**Passage for review:**
== == ==

Youth, young adults ‘are exceptional,’ reports Elder Cook after visit to Peru, Bolivia

Credit: Intellectual Reserve, Inc.
Credit: Intellectual Reserve, Inc.
Credit: Intellectual Reserve, Inc.

“Youth and young single adults in Peru and Bolivia are exceptional — exhibiting a love for the Savior and His Atonement and resurrection,” said Elder Quentin L. Cook after recently returning from a visit to the South American nations.

Elder Cook of the Quorum of the Twelve Apostles and his wife, Sister Mary Cook, visited Peru and Bolivia Jan. 20-29 — speaking at youth, missionary, priesthood leadership and member meetings.

“The rising generation is coming along very well in Peru and Bolivia,” Elder Cook reported. “They looked like missionaries. They were dressed so appropriately and were so attentive.”

Elder and Sister Cook were initially accompanied by Elder Enrique R. Falabella, a General Authority Seventy, who had recently arrived in Peru to commence his assignment in the South America Southwest Area Presidency. Also, Elder Carlos A. Godoy and Elder Hugo Montoya, both General Authority Seventies and members of the Area Presidency, and their wives, Sister Mônica Godoy and Sister Carmen Montoya, accompanied the Cooks on various parts of the visit.

During the trip, Elder Cook presided at two priesthood leadership conferences and addressed more than 1,500 missionaries from missions in Lima, Peru, and Santa Cruz, Bolivia, and at the Lima Peru MTC.

In addition, Elder Cook spoke at youth and young single adult devotionals, asking them to focus on faith in the Savior and living gospel principles they do not fully understand, instead of emphasizing concerns or doubts. Elder Cook also involved the Seventies and their wives by asking them questions about when they were young and were faced with the same concerns that exist with young people today.

== == ==

**Exercises to complete:**
1 – In two sentences, summarize the article about Elder Cook's visit to Peru and Bolivia.
2 – According to the article about Elder Cook's visit to Peru and Bolivia, what assignment had Elder Enrique R. Falabella recently arrived in Peru to begin?

== == ==

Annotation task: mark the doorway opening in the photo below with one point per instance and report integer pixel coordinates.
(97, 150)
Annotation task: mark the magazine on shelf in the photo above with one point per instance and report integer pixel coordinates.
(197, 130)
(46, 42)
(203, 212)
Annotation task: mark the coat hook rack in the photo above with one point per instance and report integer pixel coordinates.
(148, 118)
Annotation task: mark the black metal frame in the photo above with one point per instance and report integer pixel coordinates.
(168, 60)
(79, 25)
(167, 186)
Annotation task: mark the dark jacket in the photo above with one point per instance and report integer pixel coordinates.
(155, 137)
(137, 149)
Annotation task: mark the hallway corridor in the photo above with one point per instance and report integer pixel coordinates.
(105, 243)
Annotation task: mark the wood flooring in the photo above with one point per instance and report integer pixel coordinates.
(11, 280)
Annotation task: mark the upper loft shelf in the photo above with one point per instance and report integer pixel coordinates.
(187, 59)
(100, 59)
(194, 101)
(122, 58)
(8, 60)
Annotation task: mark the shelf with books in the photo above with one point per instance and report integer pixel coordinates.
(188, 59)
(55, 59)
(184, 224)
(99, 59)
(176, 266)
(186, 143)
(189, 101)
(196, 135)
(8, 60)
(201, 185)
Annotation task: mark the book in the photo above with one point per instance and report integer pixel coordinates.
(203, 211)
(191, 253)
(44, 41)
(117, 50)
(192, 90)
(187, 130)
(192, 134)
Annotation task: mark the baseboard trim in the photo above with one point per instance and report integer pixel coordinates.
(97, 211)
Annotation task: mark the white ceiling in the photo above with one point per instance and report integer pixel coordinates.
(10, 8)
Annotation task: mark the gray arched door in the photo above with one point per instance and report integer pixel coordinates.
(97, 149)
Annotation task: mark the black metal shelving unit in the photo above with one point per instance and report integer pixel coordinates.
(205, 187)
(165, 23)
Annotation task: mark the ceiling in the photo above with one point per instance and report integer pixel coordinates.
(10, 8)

== == ==

**Solutions by task:**
1 – Elder Quentin L. Cook of the Quorum of the Twelve Apostles and his wife, Sister Mary Cook, visited Peru and Bolivia Jan. 20-29, speaking at youth, missionary, priesthood leadership and member meetings. During the trip he presided at two priesthood leadership conferences and addressed more than 1,500 missionaries, and after returning he said the youth and young single adults there were exceptional in their love for the Savior.

2 – His assignment in the South America Southwest Area Presidency.